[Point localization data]
┌──

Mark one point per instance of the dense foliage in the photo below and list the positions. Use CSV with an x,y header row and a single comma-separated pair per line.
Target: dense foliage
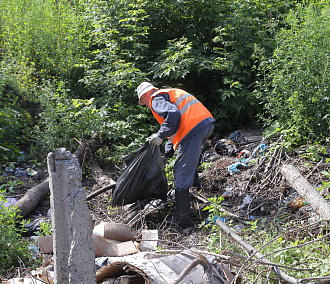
x,y
294,87
13,247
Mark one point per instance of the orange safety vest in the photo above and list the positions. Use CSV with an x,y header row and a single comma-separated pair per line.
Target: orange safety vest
x,y
192,112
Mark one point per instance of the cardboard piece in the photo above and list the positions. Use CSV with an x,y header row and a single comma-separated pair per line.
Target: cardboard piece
x,y
162,269
105,247
114,231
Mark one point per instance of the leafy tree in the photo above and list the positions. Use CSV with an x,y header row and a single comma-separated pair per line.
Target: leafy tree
x,y
295,89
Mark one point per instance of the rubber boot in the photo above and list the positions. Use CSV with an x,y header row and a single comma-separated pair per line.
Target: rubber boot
x,y
182,206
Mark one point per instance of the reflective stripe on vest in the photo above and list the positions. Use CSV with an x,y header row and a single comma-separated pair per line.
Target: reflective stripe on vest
x,y
192,112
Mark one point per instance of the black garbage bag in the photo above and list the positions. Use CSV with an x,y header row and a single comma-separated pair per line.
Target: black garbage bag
x,y
143,177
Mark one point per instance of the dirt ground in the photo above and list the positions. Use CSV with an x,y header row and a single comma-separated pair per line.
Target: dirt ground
x,y
258,181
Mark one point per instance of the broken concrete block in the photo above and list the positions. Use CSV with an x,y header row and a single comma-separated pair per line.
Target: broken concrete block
x,y
45,244
74,254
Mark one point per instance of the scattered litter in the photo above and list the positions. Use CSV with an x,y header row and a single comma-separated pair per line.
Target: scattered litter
x,y
238,228
32,173
242,162
246,201
238,138
149,240
159,269
9,202
20,172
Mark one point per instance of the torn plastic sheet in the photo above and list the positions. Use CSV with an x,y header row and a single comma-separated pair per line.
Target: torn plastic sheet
x,y
159,269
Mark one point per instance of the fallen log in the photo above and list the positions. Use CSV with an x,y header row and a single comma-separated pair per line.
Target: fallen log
x,y
32,197
307,191
256,253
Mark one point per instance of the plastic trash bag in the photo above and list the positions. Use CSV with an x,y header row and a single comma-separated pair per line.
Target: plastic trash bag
x,y
143,177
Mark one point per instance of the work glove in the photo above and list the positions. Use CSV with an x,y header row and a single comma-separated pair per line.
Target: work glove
x,y
155,139
169,150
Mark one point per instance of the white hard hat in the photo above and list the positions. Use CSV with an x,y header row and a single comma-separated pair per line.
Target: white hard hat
x,y
143,88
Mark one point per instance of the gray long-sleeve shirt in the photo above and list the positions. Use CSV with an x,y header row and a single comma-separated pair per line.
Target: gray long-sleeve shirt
x,y
162,105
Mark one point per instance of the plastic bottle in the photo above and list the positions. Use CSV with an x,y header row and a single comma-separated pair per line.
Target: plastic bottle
x,y
297,203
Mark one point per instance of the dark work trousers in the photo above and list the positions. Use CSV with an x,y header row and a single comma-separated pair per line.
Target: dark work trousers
x,y
187,158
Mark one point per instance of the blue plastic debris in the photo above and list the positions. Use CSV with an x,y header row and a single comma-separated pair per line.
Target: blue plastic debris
x,y
215,219
243,163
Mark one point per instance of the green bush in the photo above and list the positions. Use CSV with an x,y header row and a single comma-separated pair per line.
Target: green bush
x,y
295,83
12,246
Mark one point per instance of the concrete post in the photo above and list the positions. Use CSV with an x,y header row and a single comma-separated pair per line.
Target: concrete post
x,y
74,256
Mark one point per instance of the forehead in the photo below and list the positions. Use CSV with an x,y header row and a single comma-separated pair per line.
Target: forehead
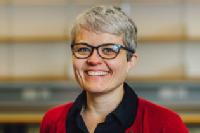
x,y
96,38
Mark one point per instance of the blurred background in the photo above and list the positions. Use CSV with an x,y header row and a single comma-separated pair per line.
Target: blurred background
x,y
35,59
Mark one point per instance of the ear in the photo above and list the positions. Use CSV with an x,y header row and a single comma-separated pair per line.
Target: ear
x,y
132,62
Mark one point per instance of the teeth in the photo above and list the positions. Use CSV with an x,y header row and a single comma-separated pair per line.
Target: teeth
x,y
97,73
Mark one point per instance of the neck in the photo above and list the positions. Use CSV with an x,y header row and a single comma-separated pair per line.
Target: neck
x,y
103,104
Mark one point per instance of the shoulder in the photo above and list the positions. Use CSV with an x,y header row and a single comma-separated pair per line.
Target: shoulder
x,y
54,118
58,111
152,108
160,117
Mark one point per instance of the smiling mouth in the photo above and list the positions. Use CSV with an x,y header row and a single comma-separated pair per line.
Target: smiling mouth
x,y
97,73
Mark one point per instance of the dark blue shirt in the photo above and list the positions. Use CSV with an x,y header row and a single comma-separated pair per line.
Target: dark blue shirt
x,y
116,122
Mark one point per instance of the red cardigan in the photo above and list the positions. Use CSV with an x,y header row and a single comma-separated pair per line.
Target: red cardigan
x,y
150,118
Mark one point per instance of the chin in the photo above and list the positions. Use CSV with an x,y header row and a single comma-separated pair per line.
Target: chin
x,y
94,88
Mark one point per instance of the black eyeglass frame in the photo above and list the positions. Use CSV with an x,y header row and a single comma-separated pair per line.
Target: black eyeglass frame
x,y
119,46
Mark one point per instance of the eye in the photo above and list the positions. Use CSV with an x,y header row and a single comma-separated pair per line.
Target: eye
x,y
81,49
109,50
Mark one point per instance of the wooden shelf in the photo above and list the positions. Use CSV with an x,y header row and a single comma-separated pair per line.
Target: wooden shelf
x,y
37,39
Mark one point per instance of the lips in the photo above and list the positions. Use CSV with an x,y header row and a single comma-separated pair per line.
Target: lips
x,y
97,73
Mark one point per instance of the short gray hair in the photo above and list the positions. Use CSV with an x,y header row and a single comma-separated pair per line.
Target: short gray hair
x,y
107,20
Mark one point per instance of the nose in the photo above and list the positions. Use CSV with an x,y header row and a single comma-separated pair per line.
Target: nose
x,y
94,59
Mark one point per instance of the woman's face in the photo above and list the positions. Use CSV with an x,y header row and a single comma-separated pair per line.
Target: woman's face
x,y
97,75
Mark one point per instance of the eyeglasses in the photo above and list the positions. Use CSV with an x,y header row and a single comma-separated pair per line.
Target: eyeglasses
x,y
105,51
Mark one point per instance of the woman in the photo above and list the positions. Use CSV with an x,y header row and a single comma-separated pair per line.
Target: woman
x,y
104,41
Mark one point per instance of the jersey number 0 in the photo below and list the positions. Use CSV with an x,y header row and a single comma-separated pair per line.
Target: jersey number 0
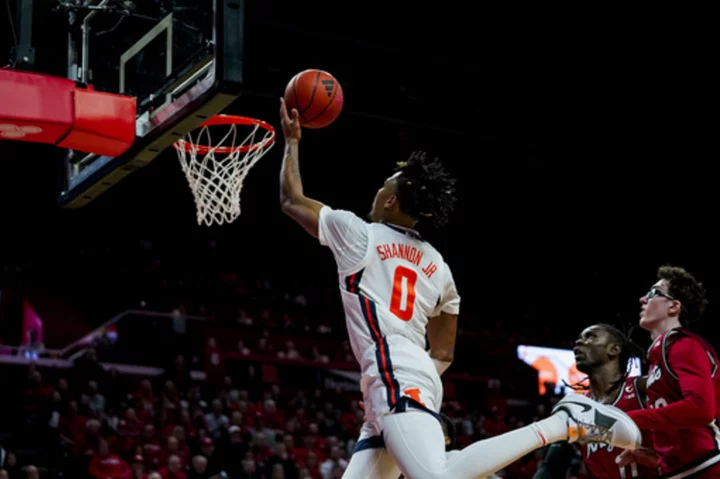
x,y
402,302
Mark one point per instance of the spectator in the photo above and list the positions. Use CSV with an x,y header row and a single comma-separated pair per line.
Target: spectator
x,y
105,465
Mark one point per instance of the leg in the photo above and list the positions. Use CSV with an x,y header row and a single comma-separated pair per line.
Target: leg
x,y
372,464
416,442
370,459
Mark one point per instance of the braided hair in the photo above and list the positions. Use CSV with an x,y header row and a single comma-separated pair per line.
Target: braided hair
x,y
628,349
425,189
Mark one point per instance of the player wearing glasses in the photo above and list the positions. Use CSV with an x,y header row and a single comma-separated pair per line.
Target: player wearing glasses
x,y
683,385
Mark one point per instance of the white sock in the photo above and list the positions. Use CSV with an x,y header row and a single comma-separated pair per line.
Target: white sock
x,y
552,429
416,444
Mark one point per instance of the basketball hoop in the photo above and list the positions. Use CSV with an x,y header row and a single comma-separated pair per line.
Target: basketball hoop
x,y
216,171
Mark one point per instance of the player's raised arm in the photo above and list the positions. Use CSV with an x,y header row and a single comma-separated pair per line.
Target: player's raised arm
x,y
442,332
292,200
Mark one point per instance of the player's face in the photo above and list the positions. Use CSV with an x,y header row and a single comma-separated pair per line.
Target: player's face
x,y
384,199
591,348
655,305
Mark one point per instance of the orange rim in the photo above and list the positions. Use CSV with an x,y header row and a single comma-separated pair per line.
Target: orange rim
x,y
187,146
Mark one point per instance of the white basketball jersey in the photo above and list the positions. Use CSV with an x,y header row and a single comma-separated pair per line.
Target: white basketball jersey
x,y
392,283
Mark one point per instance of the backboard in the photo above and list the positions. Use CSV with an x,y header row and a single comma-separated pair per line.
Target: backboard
x,y
181,59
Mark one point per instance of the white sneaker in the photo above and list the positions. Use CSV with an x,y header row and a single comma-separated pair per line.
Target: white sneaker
x,y
590,421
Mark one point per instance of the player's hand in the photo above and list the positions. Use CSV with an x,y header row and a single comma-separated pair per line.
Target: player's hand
x,y
290,123
643,456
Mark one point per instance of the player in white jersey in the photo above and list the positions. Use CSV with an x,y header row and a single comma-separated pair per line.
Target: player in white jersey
x,y
396,288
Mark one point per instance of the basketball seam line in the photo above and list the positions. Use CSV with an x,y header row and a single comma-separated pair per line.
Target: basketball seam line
x,y
332,100
312,95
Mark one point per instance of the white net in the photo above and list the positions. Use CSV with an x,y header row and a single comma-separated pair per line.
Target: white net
x,y
216,177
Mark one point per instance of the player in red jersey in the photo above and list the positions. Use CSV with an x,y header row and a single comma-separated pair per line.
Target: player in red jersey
x,y
603,353
683,387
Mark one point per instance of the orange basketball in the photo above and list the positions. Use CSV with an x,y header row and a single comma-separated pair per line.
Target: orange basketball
x,y
316,95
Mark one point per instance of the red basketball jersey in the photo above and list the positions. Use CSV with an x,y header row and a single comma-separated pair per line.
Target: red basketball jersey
x,y
682,452
599,458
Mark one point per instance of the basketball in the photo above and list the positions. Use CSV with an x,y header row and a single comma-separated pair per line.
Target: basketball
x,y
317,96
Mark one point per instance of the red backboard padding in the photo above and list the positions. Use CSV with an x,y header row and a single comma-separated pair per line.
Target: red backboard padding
x,y
103,123
45,109
33,107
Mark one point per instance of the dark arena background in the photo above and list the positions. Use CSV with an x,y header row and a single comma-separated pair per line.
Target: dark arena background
x,y
584,153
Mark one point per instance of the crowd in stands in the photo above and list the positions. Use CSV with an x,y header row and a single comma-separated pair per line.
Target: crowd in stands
x,y
89,422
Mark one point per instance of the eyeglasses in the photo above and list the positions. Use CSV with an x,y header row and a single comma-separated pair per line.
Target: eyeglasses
x,y
655,291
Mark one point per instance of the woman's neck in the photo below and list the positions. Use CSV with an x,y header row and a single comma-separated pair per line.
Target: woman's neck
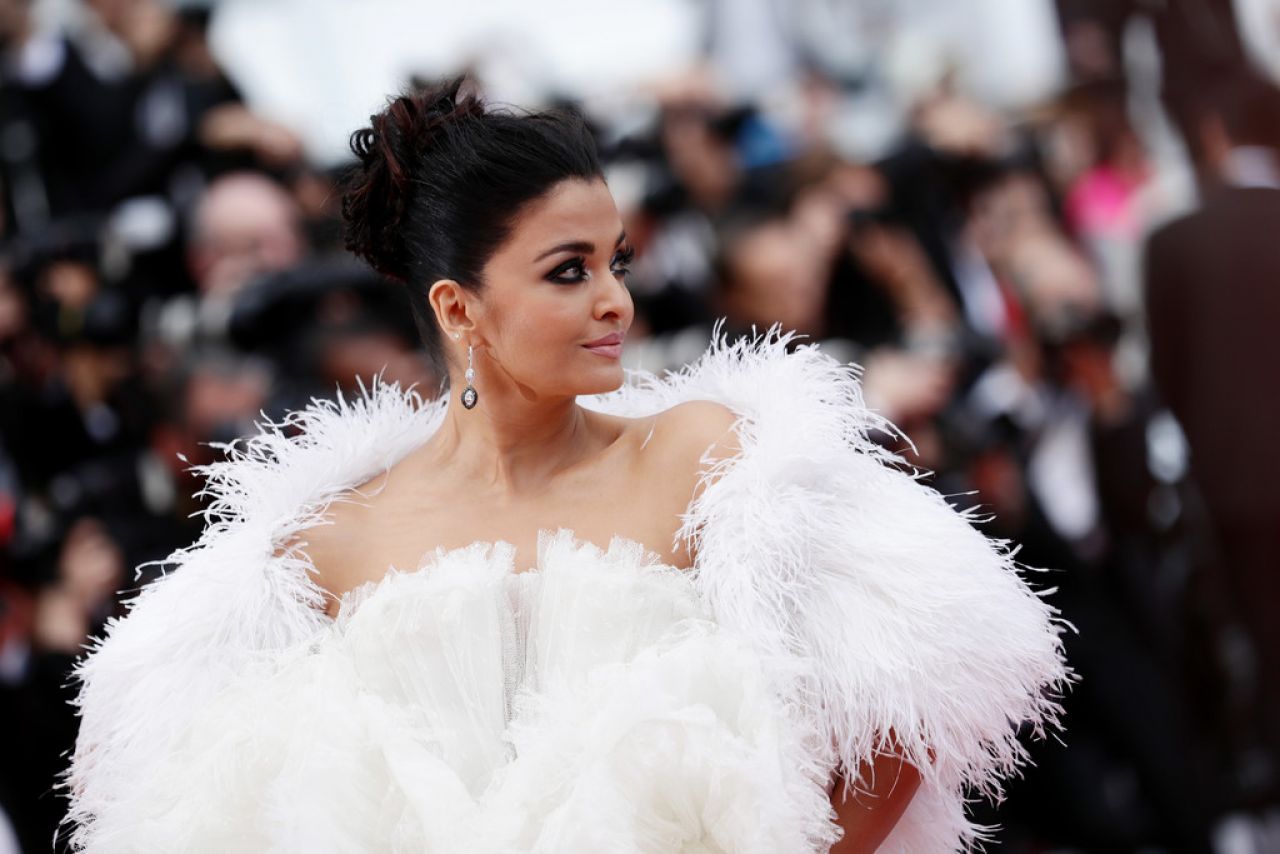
x,y
513,446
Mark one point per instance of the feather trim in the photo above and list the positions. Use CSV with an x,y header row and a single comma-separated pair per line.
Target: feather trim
x,y
882,607
876,606
224,603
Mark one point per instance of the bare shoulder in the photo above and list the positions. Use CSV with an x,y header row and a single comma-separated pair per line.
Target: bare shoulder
x,y
332,546
694,435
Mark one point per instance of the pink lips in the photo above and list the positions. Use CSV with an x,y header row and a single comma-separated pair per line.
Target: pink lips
x,y
609,345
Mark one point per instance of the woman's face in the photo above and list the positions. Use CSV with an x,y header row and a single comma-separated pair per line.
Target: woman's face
x,y
552,290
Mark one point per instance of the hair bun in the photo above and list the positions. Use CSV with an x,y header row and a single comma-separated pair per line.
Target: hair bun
x,y
380,187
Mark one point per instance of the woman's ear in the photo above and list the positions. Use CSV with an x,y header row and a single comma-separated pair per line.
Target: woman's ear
x,y
449,301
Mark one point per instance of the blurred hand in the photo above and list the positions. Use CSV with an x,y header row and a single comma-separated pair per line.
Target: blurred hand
x,y
60,625
233,126
905,387
146,27
897,263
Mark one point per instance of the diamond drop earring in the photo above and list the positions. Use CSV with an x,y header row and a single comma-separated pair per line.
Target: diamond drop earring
x,y
469,394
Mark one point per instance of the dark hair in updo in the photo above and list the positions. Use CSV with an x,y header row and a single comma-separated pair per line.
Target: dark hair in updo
x,y
440,181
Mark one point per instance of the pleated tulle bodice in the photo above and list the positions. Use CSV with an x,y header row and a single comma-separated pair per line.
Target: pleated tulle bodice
x,y
586,704
465,640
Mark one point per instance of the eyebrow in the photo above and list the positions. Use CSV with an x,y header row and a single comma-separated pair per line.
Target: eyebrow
x,y
586,247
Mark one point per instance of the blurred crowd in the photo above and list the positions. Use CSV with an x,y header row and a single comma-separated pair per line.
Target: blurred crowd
x,y
1072,309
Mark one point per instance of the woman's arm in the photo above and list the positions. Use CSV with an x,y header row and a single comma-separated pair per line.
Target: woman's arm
x,y
868,813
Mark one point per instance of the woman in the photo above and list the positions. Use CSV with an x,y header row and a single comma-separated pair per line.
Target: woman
x,y
554,610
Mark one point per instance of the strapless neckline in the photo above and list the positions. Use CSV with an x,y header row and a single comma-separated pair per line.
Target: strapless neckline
x,y
504,552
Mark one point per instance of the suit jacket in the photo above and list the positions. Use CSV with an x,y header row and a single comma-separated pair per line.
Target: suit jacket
x,y
1212,287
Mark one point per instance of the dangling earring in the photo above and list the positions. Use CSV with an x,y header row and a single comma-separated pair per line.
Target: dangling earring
x,y
469,394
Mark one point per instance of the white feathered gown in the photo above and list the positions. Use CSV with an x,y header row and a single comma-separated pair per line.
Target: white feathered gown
x,y
599,702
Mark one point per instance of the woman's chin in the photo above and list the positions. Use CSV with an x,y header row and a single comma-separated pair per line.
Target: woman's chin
x,y
602,382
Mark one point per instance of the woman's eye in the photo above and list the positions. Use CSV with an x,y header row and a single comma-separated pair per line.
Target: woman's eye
x,y
568,273
622,263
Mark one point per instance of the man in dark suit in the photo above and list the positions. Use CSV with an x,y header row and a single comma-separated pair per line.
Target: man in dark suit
x,y
1212,291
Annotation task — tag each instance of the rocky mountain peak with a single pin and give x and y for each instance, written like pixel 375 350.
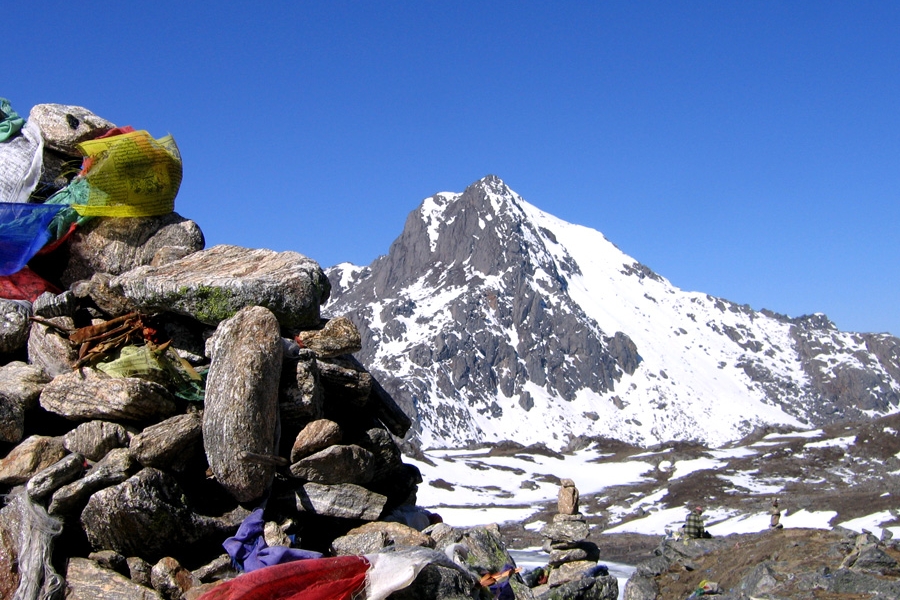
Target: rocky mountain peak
pixel 489 316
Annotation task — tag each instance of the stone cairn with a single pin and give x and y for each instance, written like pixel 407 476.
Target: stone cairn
pixel 169 390
pixel 573 570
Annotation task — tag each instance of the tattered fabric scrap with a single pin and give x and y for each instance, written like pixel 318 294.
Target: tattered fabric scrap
pixel 23 231
pixel 25 285
pixel 249 551
pixel 21 160
pixel 131 175
pixel 10 121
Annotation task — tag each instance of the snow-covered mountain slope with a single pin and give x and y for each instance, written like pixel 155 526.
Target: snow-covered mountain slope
pixel 489 319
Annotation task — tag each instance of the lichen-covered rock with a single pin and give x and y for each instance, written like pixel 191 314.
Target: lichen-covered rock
pixel 94 439
pixel 22 383
pixel 170 444
pixel 171 579
pixel 115 468
pixel 88 394
pixel 86 580
pixel 337 464
pixel 213 285
pixel 14 326
pixel 344 500
pixel 338 336
pixel 586 588
pixel 396 534
pixel 11 524
pixel 145 516
pixel 50 350
pixel 301 397
pixel 50 479
pixel 64 126
pixel 32 455
pixel 118 245
pixel 317 435
pixel 241 406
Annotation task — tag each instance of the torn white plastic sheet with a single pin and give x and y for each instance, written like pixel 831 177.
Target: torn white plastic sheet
pixel 21 160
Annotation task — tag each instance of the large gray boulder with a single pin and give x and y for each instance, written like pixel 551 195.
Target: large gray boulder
pixel 115 468
pixel 94 439
pixel 344 500
pixel 86 580
pixel 117 245
pixel 14 325
pixel 33 454
pixel 170 444
pixel 64 126
pixel 337 464
pixel 213 285
pixel 241 407
pixel 145 516
pixel 88 394
pixel 49 349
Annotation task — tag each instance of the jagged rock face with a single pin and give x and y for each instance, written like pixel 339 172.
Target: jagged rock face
pixel 489 319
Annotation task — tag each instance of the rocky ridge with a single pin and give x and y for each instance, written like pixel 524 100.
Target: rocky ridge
pixel 168 393
pixel 488 315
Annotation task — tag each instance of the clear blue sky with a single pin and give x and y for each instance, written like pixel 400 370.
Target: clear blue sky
pixel 750 150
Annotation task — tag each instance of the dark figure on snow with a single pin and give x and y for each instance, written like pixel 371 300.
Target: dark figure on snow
pixel 693 524
pixel 775 513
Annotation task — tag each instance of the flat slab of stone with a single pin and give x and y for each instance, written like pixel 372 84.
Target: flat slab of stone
pixel 344 500
pixel 86 580
pixel 117 245
pixel 87 395
pixel 214 284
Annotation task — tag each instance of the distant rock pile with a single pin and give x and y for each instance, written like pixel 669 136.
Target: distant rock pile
pixel 165 392
pixel 573 570
pixel 790 564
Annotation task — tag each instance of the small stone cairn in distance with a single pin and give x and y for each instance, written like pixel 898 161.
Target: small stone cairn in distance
pixel 574 570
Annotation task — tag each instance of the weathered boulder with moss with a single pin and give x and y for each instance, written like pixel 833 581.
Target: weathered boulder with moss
pixel 240 417
pixel 213 285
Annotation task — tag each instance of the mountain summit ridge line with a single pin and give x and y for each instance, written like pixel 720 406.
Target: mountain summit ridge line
pixel 490 319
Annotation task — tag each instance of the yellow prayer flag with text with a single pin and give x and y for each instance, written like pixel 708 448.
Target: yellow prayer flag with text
pixel 131 175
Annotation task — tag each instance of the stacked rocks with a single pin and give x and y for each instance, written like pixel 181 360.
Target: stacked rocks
pixel 574 572
pixel 227 392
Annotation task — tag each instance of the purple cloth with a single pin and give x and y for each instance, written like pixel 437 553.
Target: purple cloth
pixel 249 551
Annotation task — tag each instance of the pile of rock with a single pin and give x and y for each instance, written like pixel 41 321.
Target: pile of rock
pixel 573 570
pixel 168 391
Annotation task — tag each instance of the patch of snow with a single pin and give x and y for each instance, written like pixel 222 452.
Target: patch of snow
pixel 873 523
pixel 842 442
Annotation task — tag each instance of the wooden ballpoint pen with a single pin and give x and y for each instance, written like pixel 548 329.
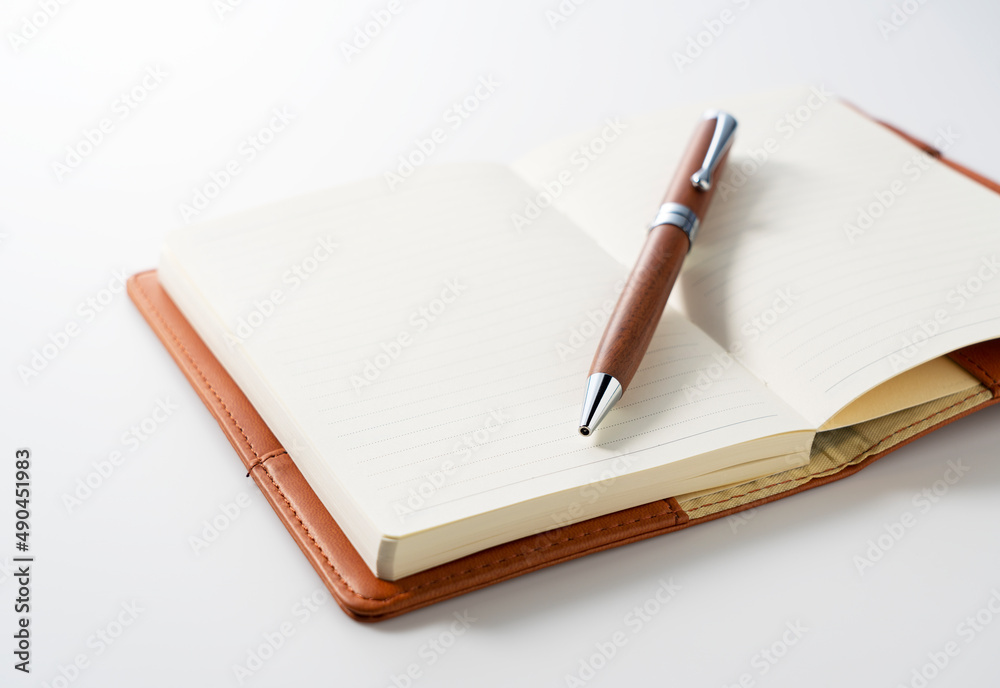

└──

— Work order —
In the entries above, find every line holding the word "below" and copy it out.

— Answer to the problem —
Mark one point per instance of the dense foliage in the photo below and list the positions. Use CSV with an x,y header row and a single comma-separated pair per line.
Mark one point per instance of the forehead in the photo below and list the positions. Use CSV with an x,y header row and a single comma-separated pair per line.
Mark one point per instance of the jersey number 0 in the photo below and list the positions. Use CSV with an x,y header row and a single comma-separated pair per line.
Mark one point per instance of the woman's neck in the photo below and list the positions. Use CSV with an x,y header row and a single comma-separated pair per line.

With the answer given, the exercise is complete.